_Problem statement_:
Only the lines from the one containing "Target: windshield" through the last line of the data below belong in your answer, copied exactly and without pictures.

:: Excerpted records ::

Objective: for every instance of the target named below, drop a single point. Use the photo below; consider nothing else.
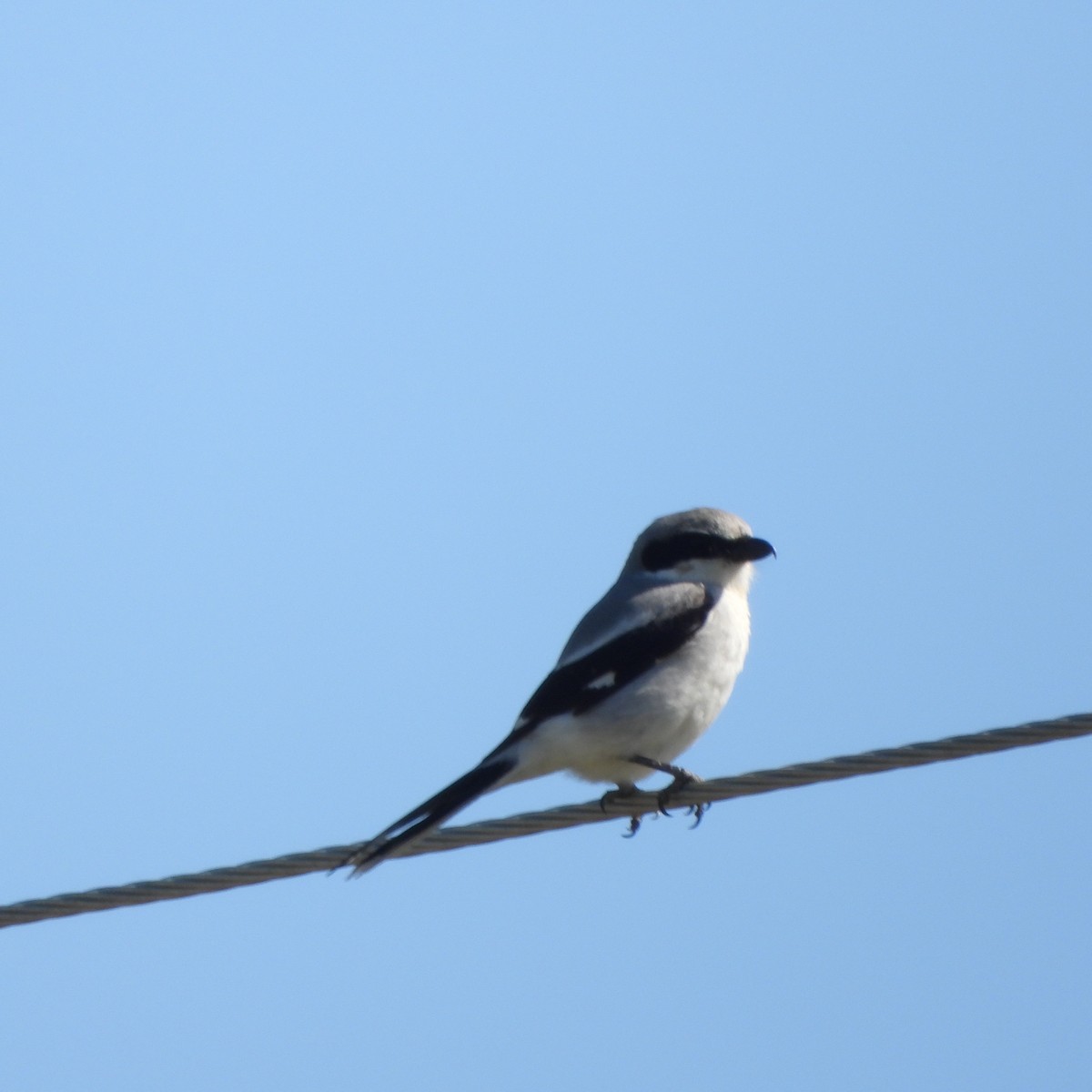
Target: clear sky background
(347, 348)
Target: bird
(643, 675)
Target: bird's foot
(681, 779)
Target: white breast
(658, 715)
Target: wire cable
(535, 823)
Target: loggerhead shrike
(643, 675)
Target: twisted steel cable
(535, 823)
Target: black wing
(582, 683)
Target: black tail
(447, 802)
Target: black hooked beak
(748, 550)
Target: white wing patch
(603, 682)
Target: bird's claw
(682, 779)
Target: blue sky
(347, 349)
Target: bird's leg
(620, 794)
(681, 779)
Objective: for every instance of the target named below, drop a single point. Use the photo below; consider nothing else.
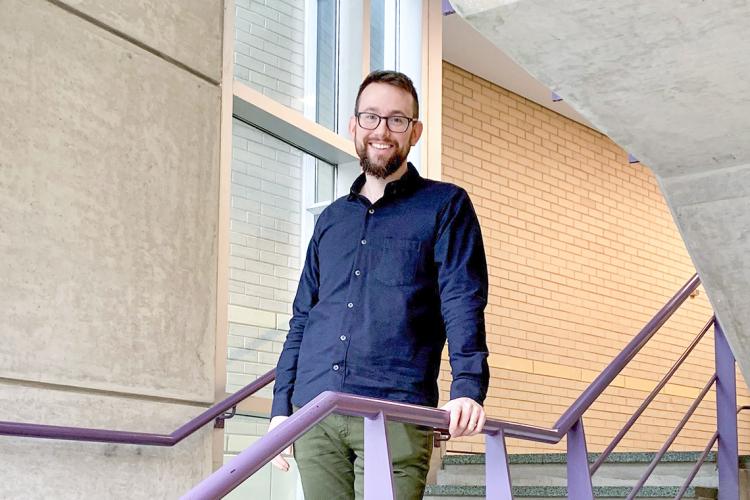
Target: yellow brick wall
(582, 251)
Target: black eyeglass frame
(386, 118)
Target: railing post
(579, 478)
(497, 473)
(378, 468)
(726, 418)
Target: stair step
(560, 458)
(550, 470)
(451, 492)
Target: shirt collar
(403, 185)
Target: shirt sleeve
(305, 299)
(463, 283)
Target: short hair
(395, 78)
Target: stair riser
(616, 474)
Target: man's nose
(383, 127)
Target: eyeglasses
(371, 121)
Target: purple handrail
(671, 438)
(702, 458)
(646, 402)
(250, 460)
(140, 438)
(576, 410)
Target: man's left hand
(467, 417)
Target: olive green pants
(330, 459)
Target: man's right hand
(279, 461)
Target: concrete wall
(108, 222)
(582, 251)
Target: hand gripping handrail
(250, 460)
(140, 438)
(253, 458)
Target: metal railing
(216, 412)
(378, 474)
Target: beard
(380, 169)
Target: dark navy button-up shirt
(382, 287)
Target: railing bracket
(219, 422)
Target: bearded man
(392, 270)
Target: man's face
(381, 152)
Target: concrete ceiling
(465, 47)
(668, 81)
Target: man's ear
(352, 125)
(416, 132)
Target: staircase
(543, 476)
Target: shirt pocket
(398, 262)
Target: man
(392, 270)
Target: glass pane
(325, 181)
(265, 227)
(295, 64)
(325, 75)
(268, 483)
(377, 34)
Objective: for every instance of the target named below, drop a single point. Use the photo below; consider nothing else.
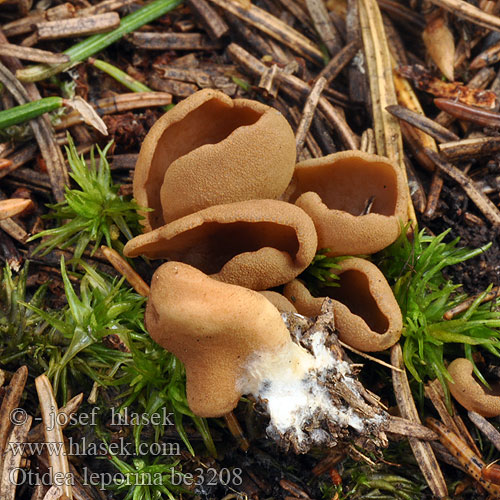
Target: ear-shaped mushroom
(258, 244)
(470, 393)
(367, 316)
(213, 328)
(355, 199)
(211, 150)
(279, 301)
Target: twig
(470, 13)
(423, 452)
(471, 114)
(274, 27)
(29, 54)
(293, 86)
(466, 149)
(415, 185)
(59, 466)
(78, 26)
(26, 24)
(368, 356)
(308, 113)
(434, 391)
(404, 427)
(339, 61)
(14, 230)
(324, 26)
(13, 206)
(467, 458)
(485, 205)
(214, 25)
(378, 60)
(486, 58)
(493, 294)
(434, 194)
(12, 460)
(10, 402)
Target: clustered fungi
(235, 216)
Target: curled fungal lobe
(470, 393)
(211, 150)
(356, 200)
(258, 244)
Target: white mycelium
(291, 383)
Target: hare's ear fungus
(356, 200)
(367, 316)
(258, 244)
(470, 393)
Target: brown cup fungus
(209, 150)
(356, 200)
(367, 316)
(258, 244)
(213, 328)
(279, 301)
(470, 393)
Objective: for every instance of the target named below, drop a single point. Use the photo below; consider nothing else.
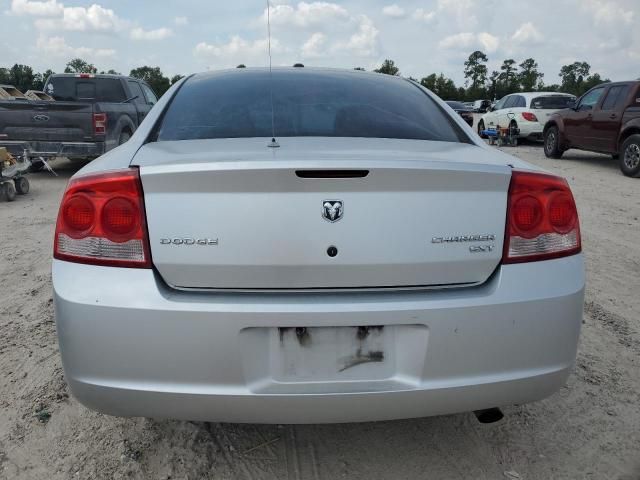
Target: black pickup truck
(91, 115)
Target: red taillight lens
(102, 221)
(542, 219)
(99, 123)
(78, 214)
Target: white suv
(527, 111)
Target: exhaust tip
(489, 415)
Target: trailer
(12, 179)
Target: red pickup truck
(606, 119)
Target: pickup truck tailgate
(46, 121)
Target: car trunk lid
(234, 214)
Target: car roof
(95, 75)
(531, 95)
(338, 72)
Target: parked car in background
(481, 106)
(461, 109)
(606, 119)
(527, 111)
(91, 115)
(376, 261)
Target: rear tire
(481, 128)
(22, 185)
(630, 156)
(552, 143)
(7, 191)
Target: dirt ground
(588, 430)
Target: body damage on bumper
(133, 347)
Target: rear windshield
(236, 104)
(550, 102)
(91, 89)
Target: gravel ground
(590, 429)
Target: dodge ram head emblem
(332, 210)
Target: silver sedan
(313, 246)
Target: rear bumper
(54, 149)
(132, 347)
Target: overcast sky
(185, 36)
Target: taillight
(102, 221)
(542, 219)
(99, 123)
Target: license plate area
(304, 354)
(333, 359)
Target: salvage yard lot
(590, 429)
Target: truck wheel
(36, 166)
(551, 143)
(124, 137)
(630, 156)
(22, 185)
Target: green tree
(21, 77)
(388, 67)
(494, 92)
(573, 76)
(429, 82)
(5, 76)
(78, 65)
(442, 86)
(576, 78)
(153, 77)
(529, 77)
(508, 76)
(475, 71)
(40, 78)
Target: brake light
(542, 219)
(100, 123)
(101, 221)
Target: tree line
(575, 78)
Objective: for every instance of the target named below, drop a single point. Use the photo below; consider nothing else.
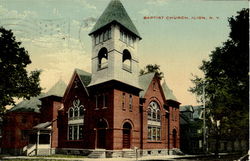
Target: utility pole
(204, 120)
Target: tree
(15, 81)
(151, 68)
(226, 81)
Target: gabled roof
(34, 103)
(84, 76)
(115, 12)
(58, 89)
(31, 105)
(169, 95)
(144, 82)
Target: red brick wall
(123, 115)
(74, 93)
(54, 136)
(155, 94)
(174, 119)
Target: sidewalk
(145, 158)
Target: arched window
(154, 121)
(103, 58)
(149, 114)
(158, 116)
(126, 60)
(81, 110)
(76, 112)
(75, 128)
(71, 112)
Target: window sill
(127, 70)
(74, 140)
(102, 68)
(154, 141)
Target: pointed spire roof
(168, 92)
(115, 12)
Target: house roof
(169, 95)
(34, 103)
(187, 108)
(115, 12)
(31, 105)
(84, 76)
(144, 82)
(198, 111)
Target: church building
(111, 112)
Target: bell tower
(114, 47)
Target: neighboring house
(106, 113)
(20, 120)
(191, 128)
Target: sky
(55, 33)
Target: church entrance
(101, 134)
(126, 135)
(174, 138)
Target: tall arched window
(75, 121)
(103, 58)
(126, 60)
(154, 121)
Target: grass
(60, 156)
(55, 157)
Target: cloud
(60, 65)
(144, 12)
(88, 23)
(86, 4)
(156, 2)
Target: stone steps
(129, 154)
(97, 154)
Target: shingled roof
(34, 103)
(115, 12)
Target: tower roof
(115, 12)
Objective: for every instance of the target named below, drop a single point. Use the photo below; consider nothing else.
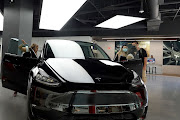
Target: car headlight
(44, 78)
(137, 81)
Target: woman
(123, 52)
(24, 48)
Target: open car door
(15, 71)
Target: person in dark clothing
(26, 50)
(141, 53)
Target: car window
(74, 50)
(91, 50)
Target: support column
(154, 22)
(18, 21)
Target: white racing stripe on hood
(70, 70)
(107, 62)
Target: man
(141, 53)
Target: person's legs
(144, 76)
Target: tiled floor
(164, 100)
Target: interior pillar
(18, 22)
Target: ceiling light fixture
(1, 22)
(117, 38)
(139, 40)
(56, 13)
(119, 21)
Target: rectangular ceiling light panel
(1, 22)
(56, 13)
(119, 21)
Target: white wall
(156, 49)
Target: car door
(15, 71)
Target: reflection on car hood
(89, 70)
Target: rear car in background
(75, 81)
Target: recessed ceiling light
(119, 21)
(56, 13)
(1, 22)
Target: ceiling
(94, 12)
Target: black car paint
(15, 67)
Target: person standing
(122, 53)
(141, 53)
(24, 48)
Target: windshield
(73, 50)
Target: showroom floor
(164, 97)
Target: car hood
(89, 70)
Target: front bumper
(46, 105)
(56, 115)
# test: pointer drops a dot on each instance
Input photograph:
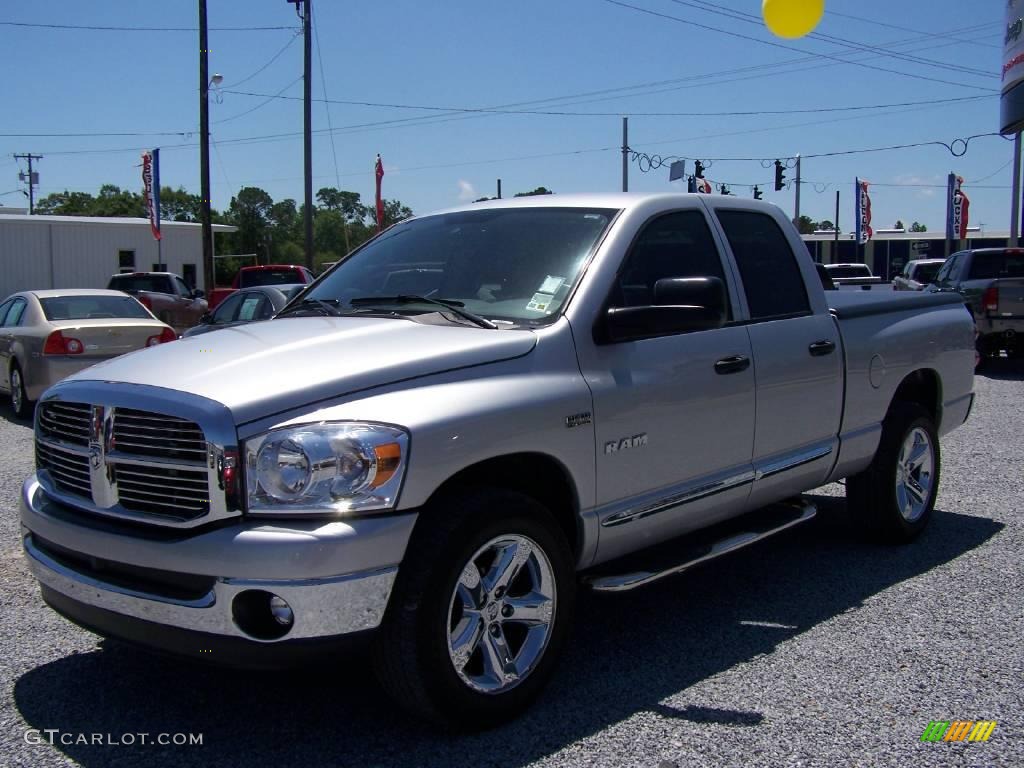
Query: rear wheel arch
(923, 387)
(540, 476)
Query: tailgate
(1011, 298)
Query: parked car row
(47, 335)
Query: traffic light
(779, 175)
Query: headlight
(321, 468)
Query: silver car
(916, 274)
(47, 335)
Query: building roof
(109, 220)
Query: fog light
(282, 611)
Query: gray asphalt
(813, 648)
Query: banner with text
(151, 189)
(862, 217)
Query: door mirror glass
(681, 305)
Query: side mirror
(681, 305)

:::

_Task response_:
Target: windshield
(73, 50)
Target: showroom floor
(164, 97)
Target: car hood
(89, 70)
Target: front bumper
(46, 105)
(56, 115)
# test: pointer drops a dot on each instance
Input photograph:
Query: rear wheel arch
(923, 387)
(540, 476)
Query: tailgate
(1011, 298)
Query: parked car row
(47, 335)
Query: traffic light
(779, 175)
Query: headlight
(321, 468)
Query: silver car
(916, 274)
(47, 335)
Query: building roof
(109, 220)
Query: fog light
(282, 611)
Query: gray asphalt
(813, 648)
Query: banner with text
(151, 189)
(862, 217)
Query: door mirror glass
(681, 305)
Query: side mirror
(681, 305)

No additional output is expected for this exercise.